(LISTED ENTRIES begins)

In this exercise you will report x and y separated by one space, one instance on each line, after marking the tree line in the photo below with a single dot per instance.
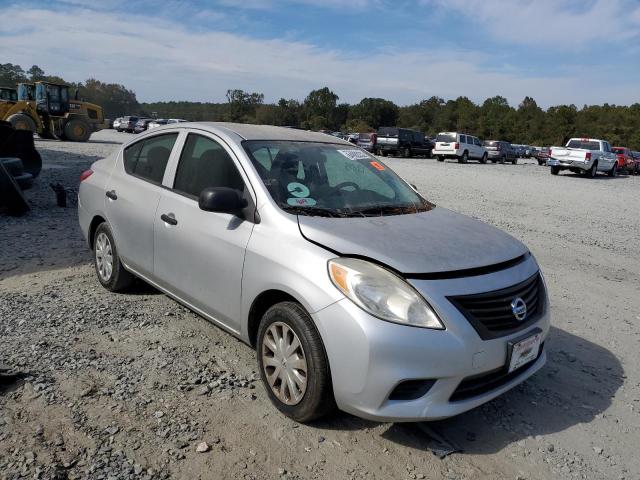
494 118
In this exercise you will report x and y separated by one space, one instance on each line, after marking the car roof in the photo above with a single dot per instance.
264 132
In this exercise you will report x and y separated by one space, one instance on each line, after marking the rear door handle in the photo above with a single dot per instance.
171 220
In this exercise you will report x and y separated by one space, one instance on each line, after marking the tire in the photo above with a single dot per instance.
14 166
11 195
115 278
20 121
24 181
77 130
290 320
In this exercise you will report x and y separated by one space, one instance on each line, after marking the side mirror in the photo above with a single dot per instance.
221 199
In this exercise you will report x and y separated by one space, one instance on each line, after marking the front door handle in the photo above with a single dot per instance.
171 220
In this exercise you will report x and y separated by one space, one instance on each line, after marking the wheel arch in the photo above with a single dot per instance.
93 226
263 302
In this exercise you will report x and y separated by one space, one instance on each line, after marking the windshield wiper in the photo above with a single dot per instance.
314 211
378 210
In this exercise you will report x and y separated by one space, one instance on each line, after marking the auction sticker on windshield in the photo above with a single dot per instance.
355 154
524 351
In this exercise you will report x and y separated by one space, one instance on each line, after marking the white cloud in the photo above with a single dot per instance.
162 60
564 24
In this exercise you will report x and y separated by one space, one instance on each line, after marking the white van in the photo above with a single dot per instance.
459 145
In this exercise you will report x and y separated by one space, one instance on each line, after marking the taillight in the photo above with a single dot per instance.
86 174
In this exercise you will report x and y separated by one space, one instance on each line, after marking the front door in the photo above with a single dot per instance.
199 255
132 195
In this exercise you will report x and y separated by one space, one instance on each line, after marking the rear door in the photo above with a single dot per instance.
199 255
132 195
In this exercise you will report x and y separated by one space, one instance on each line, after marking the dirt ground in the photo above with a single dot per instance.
128 385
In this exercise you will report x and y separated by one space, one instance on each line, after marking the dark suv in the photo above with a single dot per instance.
403 142
128 124
500 151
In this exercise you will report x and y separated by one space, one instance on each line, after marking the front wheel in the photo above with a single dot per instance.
111 274
293 363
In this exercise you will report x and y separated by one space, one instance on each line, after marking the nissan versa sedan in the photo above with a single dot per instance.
355 290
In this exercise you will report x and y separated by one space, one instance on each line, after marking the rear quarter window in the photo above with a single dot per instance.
148 158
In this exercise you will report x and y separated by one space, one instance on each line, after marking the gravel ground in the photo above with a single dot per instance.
135 386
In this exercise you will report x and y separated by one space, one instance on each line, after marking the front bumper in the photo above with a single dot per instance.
568 164
370 357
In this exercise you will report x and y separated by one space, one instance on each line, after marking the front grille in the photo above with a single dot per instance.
477 385
491 314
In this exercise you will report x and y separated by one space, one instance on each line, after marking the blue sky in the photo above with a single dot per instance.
558 51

(LISTED ENTRIES ends)

- **REQUIREMENT**: Hand over the entries again, exactly as written and without the pictures.

- **EXERCISE ANSWER**:
In this exercise you will report x and y separated by one space, one instance on each line, after marking the tree line in the photo below with a single dot per instance.
494 118
In this exercise you will report x and y separated by one space, one instance on each line, after marking the car roof in the photo above with a single dot per instance.
264 132
In this exercise you will report x and y separated by one space, one instance on each line, after marking the rear door handle in the photo above with a single dot per instance.
171 220
In this exercise you will report x and y separated by one space, one instance on each line, after marking the tire in the photo above with a single dot per instance.
14 166
11 195
115 278
20 121
24 181
77 130
290 320
In this exercise you will report x and y separated by one space, one instance on each line, after marking the side mirror in the photo above with a single dot per instance.
221 199
In this exercise you will report x and y separated by one space, one instance on each line, after marking the front door handle in the photo above with a single dot per instance.
171 220
In this exercise you will report x and y separated by one space, one instance on each line, after marking the wheel arch in the photo above with a single dot per instance.
93 226
263 302
In this exercise you will report x and y separated by one space, one instance on each line, after marking the windshield wiper in the photo above with a single dot per instance.
314 211
378 210
In this exercise you will report x and y separated by one space, one instance on each line, after marking the auction sticker on windshield in the photo above with a single dot per instance.
355 154
524 351
In this exercise you will report x and y separated by one space, one instance on each line, after marking the white cloud in the photo above with a single dot per instance.
162 60
564 24
In this exercise you will report x and y separated by one space, one instance on each line, after marking the white van in the photo above with a single dot per instance.
459 145
In this exercise you will report x and y separated by one space, one instance on each line, after marking the taillight in the photo above with a single dot per instance.
86 174
In this exercise you will report x and y separated by one space, one instance on each line, after marking the front door in the photo above with a single dot per instance.
199 255
132 195
In this exercise you will report x and y separated by one space, one instance on each line, after marking the rear door in the photo above with a single dot per instance.
199 255
132 195
In this exercise you will report x and y separated by one space, one instance on each line, after marking the dirt ground in the photo above with a single dot per instance.
128 385
In this exercise you will report x and y separated by one space, one instance on each line, after marking the dark suv in the photo above with a single dot per instance.
403 142
128 124
500 151
In this exercise you will report x and y separated by one space, one instance on each line, after marking the front wheel in the photo above with a single dot per instance.
111 274
293 363
In this exercise you will report x and y separated by one space, one instance on each line, after marking the nissan versa sedan in the photo above with a single dot per instance.
355 290
In this exercise you will report x and y separated by one space, one instance on each line, after marking the rear quarter window in the photo above with a single dot per instance.
148 158
In this exercise you will report x and y separated by one space, one instance on each line, after marking the gravel ground in the photo above with a single dot per instance.
135 386
In this exercise you will report x and y separated by one space, one instance on each line, after marking the front bumper in the photo above with a single dot per instance.
568 164
370 357
In this exercise you will report x and y separated by one space, one instance on each line, after marking the front grille in the photo above with a single dot per instance.
477 385
491 314
In this exercise you will report x and y separated by one space, one instance on each line, after marking the blue sky in the photo above with a single dot per instance.
558 51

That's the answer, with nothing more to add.